(Point placement records)
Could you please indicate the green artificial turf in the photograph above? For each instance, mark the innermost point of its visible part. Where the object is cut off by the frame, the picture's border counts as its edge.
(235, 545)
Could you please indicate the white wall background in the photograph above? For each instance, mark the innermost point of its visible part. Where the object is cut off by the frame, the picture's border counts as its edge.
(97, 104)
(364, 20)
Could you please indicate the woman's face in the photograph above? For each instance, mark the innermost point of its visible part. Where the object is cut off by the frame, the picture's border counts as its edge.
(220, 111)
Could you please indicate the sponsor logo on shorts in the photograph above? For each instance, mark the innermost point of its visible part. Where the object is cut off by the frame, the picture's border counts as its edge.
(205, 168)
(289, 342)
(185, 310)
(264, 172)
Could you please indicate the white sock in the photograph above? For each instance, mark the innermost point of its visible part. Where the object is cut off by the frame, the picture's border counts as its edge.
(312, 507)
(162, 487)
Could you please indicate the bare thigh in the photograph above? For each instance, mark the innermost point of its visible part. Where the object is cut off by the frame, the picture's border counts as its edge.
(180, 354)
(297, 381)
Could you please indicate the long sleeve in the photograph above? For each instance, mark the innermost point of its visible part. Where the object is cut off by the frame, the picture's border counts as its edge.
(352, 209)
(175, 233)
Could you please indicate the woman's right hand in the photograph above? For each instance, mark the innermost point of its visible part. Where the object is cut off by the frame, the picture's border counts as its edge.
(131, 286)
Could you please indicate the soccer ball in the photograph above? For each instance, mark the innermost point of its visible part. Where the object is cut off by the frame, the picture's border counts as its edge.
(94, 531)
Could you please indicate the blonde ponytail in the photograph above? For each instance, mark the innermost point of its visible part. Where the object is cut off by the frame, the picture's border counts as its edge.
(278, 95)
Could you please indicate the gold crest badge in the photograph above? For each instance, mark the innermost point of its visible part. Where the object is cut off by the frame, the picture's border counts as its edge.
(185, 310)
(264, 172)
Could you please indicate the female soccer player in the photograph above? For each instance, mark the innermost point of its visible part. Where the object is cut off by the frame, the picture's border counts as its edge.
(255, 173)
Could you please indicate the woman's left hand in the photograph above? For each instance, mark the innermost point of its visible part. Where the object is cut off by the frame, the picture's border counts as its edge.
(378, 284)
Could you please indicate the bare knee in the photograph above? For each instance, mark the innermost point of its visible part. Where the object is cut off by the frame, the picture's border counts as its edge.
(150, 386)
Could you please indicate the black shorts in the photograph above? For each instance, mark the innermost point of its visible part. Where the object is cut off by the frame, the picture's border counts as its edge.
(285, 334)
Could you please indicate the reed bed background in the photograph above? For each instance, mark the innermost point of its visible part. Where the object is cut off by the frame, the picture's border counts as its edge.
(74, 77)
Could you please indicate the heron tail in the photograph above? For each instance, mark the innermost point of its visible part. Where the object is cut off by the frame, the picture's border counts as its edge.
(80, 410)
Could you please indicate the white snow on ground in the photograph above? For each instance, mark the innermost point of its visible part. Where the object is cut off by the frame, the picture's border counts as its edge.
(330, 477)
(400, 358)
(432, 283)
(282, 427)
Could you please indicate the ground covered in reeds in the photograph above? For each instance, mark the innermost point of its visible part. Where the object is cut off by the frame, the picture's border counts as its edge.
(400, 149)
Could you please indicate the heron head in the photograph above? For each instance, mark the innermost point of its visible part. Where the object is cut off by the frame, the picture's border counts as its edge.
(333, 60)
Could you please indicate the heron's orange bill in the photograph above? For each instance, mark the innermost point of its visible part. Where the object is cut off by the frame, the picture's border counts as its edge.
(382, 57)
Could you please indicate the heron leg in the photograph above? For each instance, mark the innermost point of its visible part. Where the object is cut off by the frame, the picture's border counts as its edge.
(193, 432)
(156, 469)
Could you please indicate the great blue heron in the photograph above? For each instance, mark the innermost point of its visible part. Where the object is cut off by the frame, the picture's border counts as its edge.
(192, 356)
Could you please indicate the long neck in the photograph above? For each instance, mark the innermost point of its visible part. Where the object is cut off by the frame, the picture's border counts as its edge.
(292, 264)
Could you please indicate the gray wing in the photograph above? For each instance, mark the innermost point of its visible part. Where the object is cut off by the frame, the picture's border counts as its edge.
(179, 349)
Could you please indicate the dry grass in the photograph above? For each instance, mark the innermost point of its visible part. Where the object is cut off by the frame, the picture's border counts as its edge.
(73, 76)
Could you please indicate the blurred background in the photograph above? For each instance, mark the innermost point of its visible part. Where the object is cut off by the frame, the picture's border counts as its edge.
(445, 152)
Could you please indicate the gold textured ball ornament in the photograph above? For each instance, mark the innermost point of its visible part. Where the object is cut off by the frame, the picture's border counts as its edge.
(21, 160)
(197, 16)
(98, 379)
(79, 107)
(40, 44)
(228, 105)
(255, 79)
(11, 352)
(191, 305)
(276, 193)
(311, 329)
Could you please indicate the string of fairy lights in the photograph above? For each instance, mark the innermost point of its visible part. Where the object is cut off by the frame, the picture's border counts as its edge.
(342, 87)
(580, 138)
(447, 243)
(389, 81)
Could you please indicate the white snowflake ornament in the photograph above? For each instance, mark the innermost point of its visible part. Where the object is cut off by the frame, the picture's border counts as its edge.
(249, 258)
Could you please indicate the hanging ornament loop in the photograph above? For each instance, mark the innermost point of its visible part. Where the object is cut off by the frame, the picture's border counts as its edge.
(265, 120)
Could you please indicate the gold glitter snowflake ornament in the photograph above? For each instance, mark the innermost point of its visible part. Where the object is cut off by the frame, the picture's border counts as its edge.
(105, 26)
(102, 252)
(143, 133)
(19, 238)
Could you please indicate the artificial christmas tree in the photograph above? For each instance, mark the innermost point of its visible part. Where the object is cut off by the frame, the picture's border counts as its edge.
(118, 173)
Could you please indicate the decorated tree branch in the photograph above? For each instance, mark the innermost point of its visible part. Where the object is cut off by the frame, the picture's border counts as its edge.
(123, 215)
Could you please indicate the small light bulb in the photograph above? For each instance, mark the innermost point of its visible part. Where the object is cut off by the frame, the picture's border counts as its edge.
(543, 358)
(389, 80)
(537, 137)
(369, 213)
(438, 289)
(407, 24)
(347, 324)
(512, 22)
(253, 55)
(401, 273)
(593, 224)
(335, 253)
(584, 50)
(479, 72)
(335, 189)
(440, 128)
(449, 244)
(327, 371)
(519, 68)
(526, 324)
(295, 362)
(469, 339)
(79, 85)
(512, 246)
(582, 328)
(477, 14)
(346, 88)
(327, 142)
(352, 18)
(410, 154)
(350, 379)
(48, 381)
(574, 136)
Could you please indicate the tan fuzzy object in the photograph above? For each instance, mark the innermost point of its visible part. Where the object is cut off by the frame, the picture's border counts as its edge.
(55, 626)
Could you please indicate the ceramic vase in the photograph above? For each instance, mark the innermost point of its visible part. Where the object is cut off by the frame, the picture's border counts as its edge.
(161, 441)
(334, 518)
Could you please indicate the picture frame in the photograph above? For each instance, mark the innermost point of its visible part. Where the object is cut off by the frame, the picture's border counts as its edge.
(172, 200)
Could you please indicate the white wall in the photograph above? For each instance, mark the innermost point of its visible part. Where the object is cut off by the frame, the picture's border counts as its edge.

> _Aim_: Lay out all the lines above as a Markdown table with two columns, "Row" and "Line text," numbering each row and omitting any blank lines.

> _Finished exercise_:
| Row | Line text |
|---|---|
| 1 | Could you please indicate the green artificial turf in the photograph above? For each instance, mark the innermost point of its visible part. Where the object is cut off by the frame, the picture's border counts as its edge. |
| 2 | (235, 545) |
| 3 | Could you please indicate the white wall background in the photograph above? For each instance, mark the innermost point of its visible part. Where the object is cut off by the frame, the picture's border counts as its edge. |
| 4 | (97, 104) |
| 5 | (364, 20) |
| 6 | Could you please indicate the woman's face in the photograph above? For each instance, mark the innermost point of its visible part. Where the object is cut off by the frame, the picture's border counts as its edge. |
| 7 | (220, 111) |
| 8 | Could you please indicate the sponsor logo on shorts in the photograph above? For each instance, mark the innermost point of its visible part. Where the object is cut off by the frame, the picture's border counts as its edge. |
| 9 | (205, 168) |
| 10 | (289, 342) |
| 11 | (185, 310) |
| 12 | (264, 172) |
| 13 | Could you please indicate the white sock in the photograph above? For each instance, mark the innermost point of its visible part. Where the object is cut off by the frame, the picture's border counts as its edge. |
| 14 | (312, 507) |
| 15 | (162, 487) |
| 16 | Could you please indicate the bare thigh in the photograph above? For each instance, mark the innermost point of its visible part. Where the object is cut off by the frame, the picture's border counts as its edge. |
| 17 | (180, 354) |
| 18 | (297, 381) |
| 19 | Could you please indicate the long sleeve in the photograph above? For each instance, mark the innermost point of its visible part. Where the object is cut off by the frame, the picture's border counts as its edge. |
| 20 | (352, 209) |
| 21 | (175, 233) |
| 22 | Could you please indicate the woman's right hand in the photograph above? For each instance, mark the innermost point of its visible part. Where the object is cut off by the frame, the picture's border counts as its edge. |
| 23 | (131, 286) |
| 24 | Could you please indicate the soccer ball in the photograph above? For each instance, mark the innermost point of its visible part. Where the object is cut off by the frame, the picture's border counts as its edge. |
| 25 | (94, 531) |
| 26 | Could you please indicate the blonde ponytail in the photograph above? For each instance, mark the innermost point of its visible part. Where the object is cut off by the frame, the picture's border counts as its edge. |
| 27 | (278, 95) |
| 28 | Could you please indicate the gold crest badge in the photograph above? For each instance, mark the innermost point of its visible part. Where the object is cut off by the frame, the picture's border counts as its edge. |
| 29 | (185, 310) |
| 30 | (264, 172) |
| 31 | Could you please indicate the female soccer player in the photograph above? For each instance, mark the innermost point of its visible part. Where the object is cut off by the frame, the picture's border counts as its edge. |
| 32 | (255, 173) |
| 33 | Could you please indicate the woman's left hand in the photograph above? For each instance, mark the innermost point of its visible part. Where the object is cut off by the frame, the picture's border counts as its edge. |
| 34 | (378, 284) |
| 35 | Could you please indicate the bare knee in the photograph above? For each instance, mark the innermost point of its visible part. Where the object is cut off by the frame, the picture's border counts as its edge. |
| 36 | (150, 386) |
| 37 | Could you please indicate the black shorts in the photograph above? For each instance, mark the innermost point of its visible part. Where the object is cut off by the frame, the picture's border counts as its edge. |
| 38 | (285, 334) |
| 39 | Could you please indicate the reed bed background in the photograph above? For each instance, mark the innermost point of its visible part. Where the object is cut off by the frame, the picture's border counts as its edge. |
| 40 | (74, 77) |
| 41 | Could you please indicate the heron tail in the photograph above? For each instance, mark the innermost point of its visible part. Where the object is cut off by the frame, the picture's border counts as its edge. |
| 42 | (80, 410) |
| 43 | Could you please indicate the white snow on ground in the photograph above? For each instance, mark the innermost point of its visible part. Where the object is cut off by the frame, the picture's border counts as its edge. |
| 44 | (330, 477) |
| 45 | (400, 358) |
| 46 | (432, 283) |
| 47 | (282, 427) |
| 48 | Could you please indicate the ground covered in reeds in the photograph above? For each instance, mark the innermost point of its visible part. Where the object is cut off by the frame, the picture's border counts as its edge. |
| 49 | (400, 149) |
| 50 | Could you please indicate the heron head in the photograph above? For each instance, mark the innermost point of its visible part. Where the object is cut off by the frame, the picture's border counts as its edge. |
| 51 | (333, 60) |
| 52 | Could you please indicate the heron's orange bill in the photograph above? For each instance, mark the innermost point of its visible part. Where the object is cut off by the frame, the picture's border counts as its edge. |
| 53 | (382, 57) |
| 54 | Could you please indicate the heron leg in the photograph above? For each instance, mark the innermost point of its visible part. Where the object is cut off by the frame, the picture's border counts as its edge. |
| 55 | (193, 432) |
| 56 | (156, 469) |
| 57 | Could you please indicate the great blue heron in the photograph above? For each instance, mark the innermost point of its visible part. Where the object is cut off by the frame, the picture's border counts as its edge. |
| 58 | (192, 356) |
| 59 | Could you please indicate the long neck in the photograph above? For each instance, mark the innermost point of its visible part. Where the object is cut off by the frame, the picture's border counts as its edge. |
| 60 | (292, 264) |
| 61 | Could you please indicate the gray wing in the photograph above? For each instance, mark the innermost point of its visible part. Where the object is cut off by the frame, the picture's border counts as its edge. |
| 62 | (179, 349) |
| 63 | Could you please indicate the dry grass in the photograph above? For each instance, mark the innermost point of its visible part. Where the object is cut off by the frame, the picture's border counts as its edge. |
| 64 | (73, 76) |
| 65 | Could you please indicate the blurred background in the photograph above? For each instance, mark the innermost point of its visible part. Where the object is cut off by the frame, the picture's border counts as its edge. |
| 66 | (445, 152) |
| 67 | Could you please indicate the gold textured ball ornament in the photograph above? For each instance, mark the innermost point of its visible part. Where the object is cut off by the frame, the picture's border counts as its edge. |
| 68 | (21, 160) |
| 69 | (197, 16) |
| 70 | (98, 379) |
| 71 | (79, 107) |
| 72 | (40, 44) |
| 73 | (228, 105) |
| 74 | (255, 79) |
| 75 | (11, 352) |
| 76 | (191, 305) |
| 77 | (276, 193) |
| 78 | (311, 329) |
| 79 | Could you please indicate the string of fairy lights in the photograph above? For each instance, mark the innermost point of its visible part. Where the object is cut off by the frame, the picture's border counts as its edge. |
| 80 | (342, 87) |
| 81 | (580, 138) |
| 82 | (447, 243) |
| 83 | (389, 81) |
| 84 | Could you please indicate the white snowflake ornament in the photograph above? For each instance, mark the innermost point of its visible part. Where the object is cut off by the frame, the picture's border counts as its edge. |
| 85 | (249, 258) |
| 86 | Could you please indicate the hanging ornament loop in the photograph above? For each instance, mark the innermost point of its visible part. Where the object is cut off by the frame, the picture's border counts as its edge. |
| 87 | (265, 120) |
| 88 | Could you please indicate the gold glitter snowflake ornament in the photograph above? For each instance, mark the innermost point of its visible part. Where the object is cut off by the frame, the picture's border counts as its edge. |
| 89 | (105, 26) |
| 90 | (102, 252) |
| 91 | (143, 133) |
| 92 | (19, 238) |
| 93 | Could you please indicate the artificial christmas tree in the photograph above? For each instance, mark the innermost point of its visible part. Where the object is cut off by the frame, the picture's border counts as its edge. |
| 94 | (118, 173) |
| 95 | Could you please indicate the decorated tree branch in the photograph above? For each instance, mark the innermost point of its visible part. Where the object is cut off by the frame, the picture's border counts as its edge. |
| 96 | (123, 215) |
| 97 | Could you please indicate the small light bulb in the photograph above? For each instance, mark the innermost point of its visible part. Where the object is cut off by the frame, the picture's border counts as its edge. |
| 98 | (543, 358) |
| 99 | (389, 80) |
| 100 | (537, 137) |
| 101 | (369, 213) |
| 102 | (438, 289) |
| 103 | (407, 24) |
| 104 | (347, 324) |
| 105 | (512, 22) |
| 106 | (253, 55) |
| 107 | (401, 273) |
| 108 | (593, 224) |
| 109 | (335, 253) |
| 110 | (584, 50) |
| 111 | (479, 72) |
| 112 | (335, 189) |
| 113 | (440, 128) |
| 114 | (449, 244) |
| 115 | (327, 371) |
| 116 | (519, 68) |
| 117 | (526, 324) |
| 118 | (295, 362) |
| 119 | (469, 339) |
| 120 | (79, 85) |
| 121 | (512, 246) |
| 122 | (582, 328) |
| 123 | (477, 14) |
| 124 | (346, 88) |
| 125 | (327, 142) |
| 126 | (352, 18) |
| 127 | (410, 154) |
| 128 | (350, 379) |
| 129 | (48, 381) |
| 130 | (574, 136) |
| 131 | Could you please indicate the tan fuzzy object in the photograph above? For each instance, mark the innermost point of its visible part. Where the object is cut off by the frame, the picture's border counts as its edge. |
| 132 | (55, 626) |
| 133 | Could you please indicate the ceramic vase in the photograph above? For each instance, mark the innermost point of its visible part. Where the object is cut off by the frame, the picture's border counts as its edge. |
| 134 | (161, 441) |
| 135 | (334, 518) |
| 136 | Could you please indicate the picture frame in the photograph above? For each instance, mark the innermost point of its visible part. Where the object is cut off by the frame, the picture's border counts as its edge. |
| 137 | (172, 200) |
| 138 | Could you please indicate the white wall in the photograph above? For each instance, mark the innermost point of its visible part. Where the object is cut off by the frame, the picture's border counts as its edge. |